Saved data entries
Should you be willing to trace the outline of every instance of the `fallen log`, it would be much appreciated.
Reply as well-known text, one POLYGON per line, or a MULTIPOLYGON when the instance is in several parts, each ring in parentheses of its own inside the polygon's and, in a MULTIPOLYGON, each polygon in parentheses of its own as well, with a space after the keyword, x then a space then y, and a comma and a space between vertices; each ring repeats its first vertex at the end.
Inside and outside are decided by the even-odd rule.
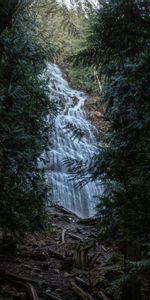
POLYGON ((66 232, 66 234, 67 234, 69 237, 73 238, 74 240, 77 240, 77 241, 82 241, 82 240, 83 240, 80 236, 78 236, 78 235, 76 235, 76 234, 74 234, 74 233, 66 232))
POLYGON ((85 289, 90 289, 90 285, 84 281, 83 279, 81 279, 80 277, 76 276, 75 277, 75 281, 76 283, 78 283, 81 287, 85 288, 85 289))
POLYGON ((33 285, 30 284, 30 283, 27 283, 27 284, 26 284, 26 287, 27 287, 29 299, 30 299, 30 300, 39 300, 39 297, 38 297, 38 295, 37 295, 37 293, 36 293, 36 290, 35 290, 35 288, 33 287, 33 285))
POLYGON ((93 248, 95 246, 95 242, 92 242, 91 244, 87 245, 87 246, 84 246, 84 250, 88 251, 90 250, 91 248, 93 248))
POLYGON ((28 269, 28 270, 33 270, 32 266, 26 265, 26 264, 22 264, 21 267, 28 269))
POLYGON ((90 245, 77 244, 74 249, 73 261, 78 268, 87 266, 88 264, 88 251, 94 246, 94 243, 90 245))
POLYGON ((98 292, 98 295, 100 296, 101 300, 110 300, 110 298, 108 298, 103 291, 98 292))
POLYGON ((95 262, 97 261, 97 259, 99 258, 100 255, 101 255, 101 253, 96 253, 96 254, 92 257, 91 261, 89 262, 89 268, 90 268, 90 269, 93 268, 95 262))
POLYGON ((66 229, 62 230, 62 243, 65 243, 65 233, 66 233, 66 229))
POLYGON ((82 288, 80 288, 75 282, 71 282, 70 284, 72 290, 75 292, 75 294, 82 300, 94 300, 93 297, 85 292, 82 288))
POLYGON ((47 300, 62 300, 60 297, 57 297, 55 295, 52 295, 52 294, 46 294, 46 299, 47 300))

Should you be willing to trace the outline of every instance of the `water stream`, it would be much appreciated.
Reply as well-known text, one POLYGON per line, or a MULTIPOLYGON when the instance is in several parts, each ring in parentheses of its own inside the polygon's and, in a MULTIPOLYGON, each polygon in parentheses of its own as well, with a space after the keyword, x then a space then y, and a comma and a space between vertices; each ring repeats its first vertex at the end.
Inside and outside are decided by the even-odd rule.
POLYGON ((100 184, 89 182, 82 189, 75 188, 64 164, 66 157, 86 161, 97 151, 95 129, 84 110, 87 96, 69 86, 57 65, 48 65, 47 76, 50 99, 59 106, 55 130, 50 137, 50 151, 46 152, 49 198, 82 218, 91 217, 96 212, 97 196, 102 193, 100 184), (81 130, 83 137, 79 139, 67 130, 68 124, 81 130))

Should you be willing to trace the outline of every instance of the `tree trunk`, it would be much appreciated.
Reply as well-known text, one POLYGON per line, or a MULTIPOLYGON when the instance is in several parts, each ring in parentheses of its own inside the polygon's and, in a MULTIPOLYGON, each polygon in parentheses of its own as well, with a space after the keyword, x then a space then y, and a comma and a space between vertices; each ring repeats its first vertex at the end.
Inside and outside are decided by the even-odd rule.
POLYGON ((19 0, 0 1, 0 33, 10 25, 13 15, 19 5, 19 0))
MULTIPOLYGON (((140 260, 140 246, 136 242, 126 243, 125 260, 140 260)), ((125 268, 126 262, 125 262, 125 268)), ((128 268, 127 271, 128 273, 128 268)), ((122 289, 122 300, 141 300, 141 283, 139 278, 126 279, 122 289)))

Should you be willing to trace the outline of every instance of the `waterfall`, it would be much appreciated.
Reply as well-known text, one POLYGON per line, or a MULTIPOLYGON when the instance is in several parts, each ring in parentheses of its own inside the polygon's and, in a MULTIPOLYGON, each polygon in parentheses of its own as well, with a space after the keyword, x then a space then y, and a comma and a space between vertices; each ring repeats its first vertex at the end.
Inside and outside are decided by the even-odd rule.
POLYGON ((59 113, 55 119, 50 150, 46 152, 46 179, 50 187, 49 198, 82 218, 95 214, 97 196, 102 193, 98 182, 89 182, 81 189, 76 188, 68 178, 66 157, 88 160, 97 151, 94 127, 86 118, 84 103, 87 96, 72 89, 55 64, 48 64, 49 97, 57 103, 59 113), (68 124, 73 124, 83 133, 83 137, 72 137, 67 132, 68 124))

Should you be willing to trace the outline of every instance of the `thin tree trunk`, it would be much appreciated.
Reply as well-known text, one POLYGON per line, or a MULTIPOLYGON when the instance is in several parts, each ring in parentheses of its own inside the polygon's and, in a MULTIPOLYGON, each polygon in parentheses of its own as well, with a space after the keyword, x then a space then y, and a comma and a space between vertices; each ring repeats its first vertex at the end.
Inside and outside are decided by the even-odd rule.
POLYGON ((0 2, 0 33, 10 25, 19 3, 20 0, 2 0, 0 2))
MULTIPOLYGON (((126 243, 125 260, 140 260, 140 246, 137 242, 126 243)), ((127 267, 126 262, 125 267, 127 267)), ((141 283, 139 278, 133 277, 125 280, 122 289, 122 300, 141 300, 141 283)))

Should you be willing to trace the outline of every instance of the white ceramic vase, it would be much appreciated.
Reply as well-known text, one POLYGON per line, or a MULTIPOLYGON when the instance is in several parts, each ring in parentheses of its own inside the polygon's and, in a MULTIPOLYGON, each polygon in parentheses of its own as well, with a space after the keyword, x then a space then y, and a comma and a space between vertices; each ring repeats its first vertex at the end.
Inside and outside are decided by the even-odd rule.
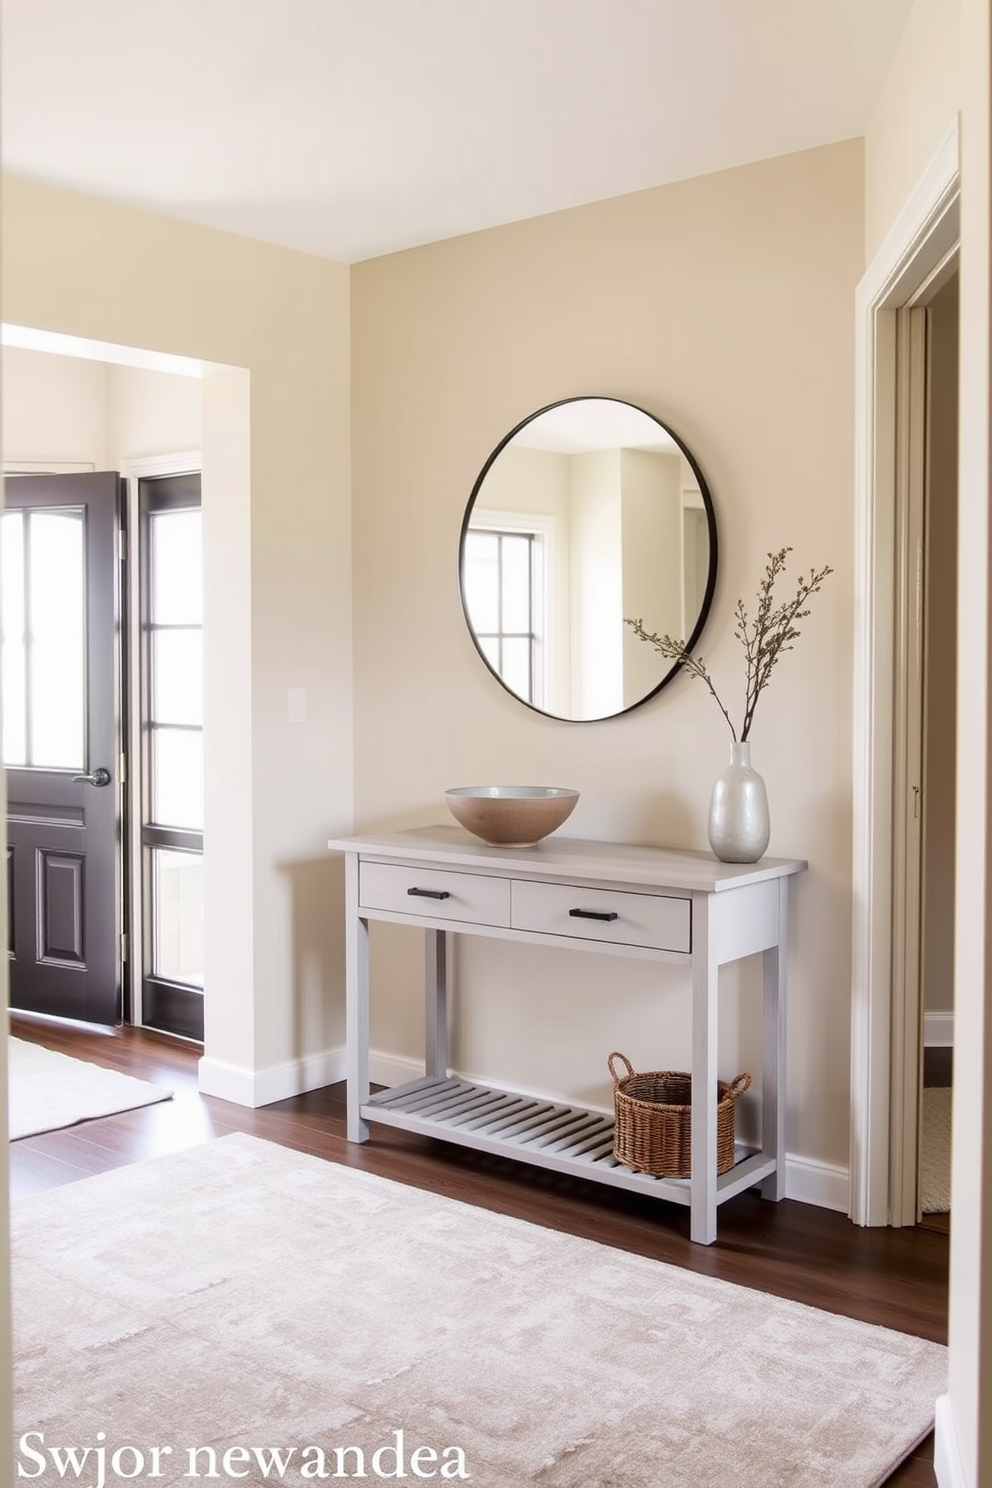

**About this task**
The reply should contain all of the data above, word for word, with no pictures.

**Exercise answer**
Should you be willing to trace the outline of every instance of the `fallen log`, it would be much appreciated.
Reply as well-known text, one POLYGON per line, or a MULTIPOLYGON when the instance is in several parts, each ring in parentheses of its own inside the polygon's and, in a MULTIPOLYGON, each polygon in parentheses of its own as well, with a space after the keyword, x then a space then y, and a comma and a space between vertices; each ring repeats its first vertex at the end.
Inside and outside are decided by the even-odd rule.
POLYGON ((66 232, 66 234, 67 234, 69 237, 73 238, 74 240, 77 240, 77 241, 82 241, 82 240, 83 240, 80 236, 78 236, 78 235, 76 235, 76 234, 74 234, 74 233, 66 232))
POLYGON ((85 289, 90 289, 90 285, 84 281, 83 279, 81 279, 80 277, 76 276, 75 277, 75 281, 76 283, 78 283, 81 287, 85 288, 85 289))
POLYGON ((33 285, 30 284, 30 283, 27 283, 27 284, 26 284, 26 287, 27 287, 29 299, 30 299, 30 300, 39 300, 39 297, 38 297, 38 295, 37 295, 37 293, 36 293, 36 290, 35 290, 35 288, 33 287, 33 285))
POLYGON ((93 248, 95 246, 95 242, 92 242, 91 244, 87 245, 87 246, 84 246, 84 250, 88 251, 90 250, 91 248, 93 248))
POLYGON ((28 269, 28 270, 33 270, 32 266, 26 265, 26 264, 22 264, 21 267, 28 269))
POLYGON ((90 245, 77 244, 74 249, 73 261, 78 268, 87 266, 88 264, 88 251, 94 246, 94 243, 90 245))
POLYGON ((98 292, 98 295, 100 296, 101 300, 110 300, 110 298, 108 298, 103 291, 98 292))
POLYGON ((95 262, 97 261, 97 259, 99 258, 100 255, 101 255, 101 253, 96 253, 96 254, 92 257, 91 261, 89 262, 89 268, 90 268, 90 269, 93 268, 95 262))
POLYGON ((66 229, 62 230, 62 243, 65 243, 65 233, 66 233, 66 229))
POLYGON ((82 288, 80 288, 75 282, 71 282, 70 284, 72 290, 75 292, 75 294, 82 300, 94 300, 93 297, 85 292, 82 288))
POLYGON ((47 300, 62 300, 60 297, 57 297, 55 295, 52 295, 52 294, 46 294, 46 299, 47 300))

Should you be willing to trace the outline of every instance of the `water stream`, it would be much appreciated.
Reply as well-known text, one POLYGON per line, or a MULTIPOLYGON when the instance is in several parts, each ring in parentheses of its own inside the polygon's and, in a MULTIPOLYGON, each polygon in parentheses of its own as well, with a space after the keyword, x then a space then y, and a comma and a space between vertices; each ring repeats its first vertex at the end.
Inside and outside are decided by the even-odd rule.
POLYGON ((100 184, 89 182, 82 189, 75 188, 64 164, 66 157, 86 161, 97 151, 95 129, 84 110, 87 96, 69 86, 57 65, 48 65, 47 76, 50 99, 59 106, 55 130, 50 137, 50 151, 46 152, 49 198, 82 218, 91 217, 96 212, 97 196, 102 193, 100 184), (81 130, 83 137, 79 139, 67 130, 68 124, 81 130))

Should you be willing to trace the outline of every instance of the `tree trunk`, it would be much appreciated.
Reply as well-known text, one POLYGON per line, or a MULTIPOLYGON when the instance is in several parts, each ring in parentheses of its own inside the polygon's and, in a MULTIPOLYGON, each polygon in parentheses of its own as well, with a space after the keyword, x then a space then y, and a comma and a space between vertices; each ring repeats its first vertex at the end.
Inside and outside are decided by the even-odd rule.
POLYGON ((19 0, 0 1, 0 33, 10 25, 13 15, 19 5, 19 0))
MULTIPOLYGON (((140 260, 140 246, 136 242, 126 243, 125 260, 140 260)), ((125 268, 126 262, 125 262, 125 268)), ((128 268, 127 271, 128 273, 128 268)), ((122 289, 122 300, 141 300, 141 283, 139 278, 126 279, 122 289)))

Should you be willing to trace the outline of every instance of the `waterfall`, it would be much appreciated.
Reply as well-known text, one POLYGON per line, or a MULTIPOLYGON when the instance is in several parts, each ring in parentheses of its own inside the polygon's and, in a MULTIPOLYGON, each polygon in parentheses of its own as well, with a space after the keyword, x then a space then y, and a comma and a space between vertices; each ring repeats its first vertex at the end.
Inside and outside are decided by the even-odd rule.
POLYGON ((59 113, 55 119, 50 150, 46 152, 46 179, 50 187, 49 198, 82 218, 95 214, 97 196, 102 193, 98 182, 89 182, 81 189, 76 188, 68 178, 66 157, 88 160, 97 151, 94 127, 86 118, 84 103, 87 96, 72 89, 55 64, 48 64, 49 97, 57 103, 59 113), (68 124, 73 124, 83 133, 83 137, 72 137, 67 132, 68 124))

Should you be willing to trace the outline of every instance of the `thin tree trunk`, it would be much appreciated.
Reply as well-known text, one POLYGON per line, or a MULTIPOLYGON when the instance is in several parts, each ring in parentheses of its own inside the polygon's and, in a MULTIPOLYGON, each polygon in parentheses of its own as well, with a space after the keyword, x then a space then y, and a comma and a space between vertices; each ring repeats its first vertex at the end.
Inside and outside are decided by the even-odd rule.
POLYGON ((0 2, 0 33, 10 25, 19 3, 20 0, 2 0, 0 2))
MULTIPOLYGON (((126 243, 125 260, 140 260, 140 246, 137 242, 126 243)), ((127 267, 126 262, 125 267, 127 267)), ((141 283, 139 278, 133 277, 125 280, 122 289, 122 300, 141 300, 141 283)))

Should you be willing to trace the outline of every instance of the white ceramic vase, it would be much appreciated.
Reply as well-known text, one POLYGON per line, or a MULTIPOLYGON when the instance is in several parts, each ring in parentheses of its own inside the polygon's and, in a MULTIPOLYGON, each polygon in parentheses of its own as well, with a space after the keyword, x then a space then y, and a comma and a space between vertices; each ring repeats its first vertex at the end.
Inside and outside are decided by the even-odd rule.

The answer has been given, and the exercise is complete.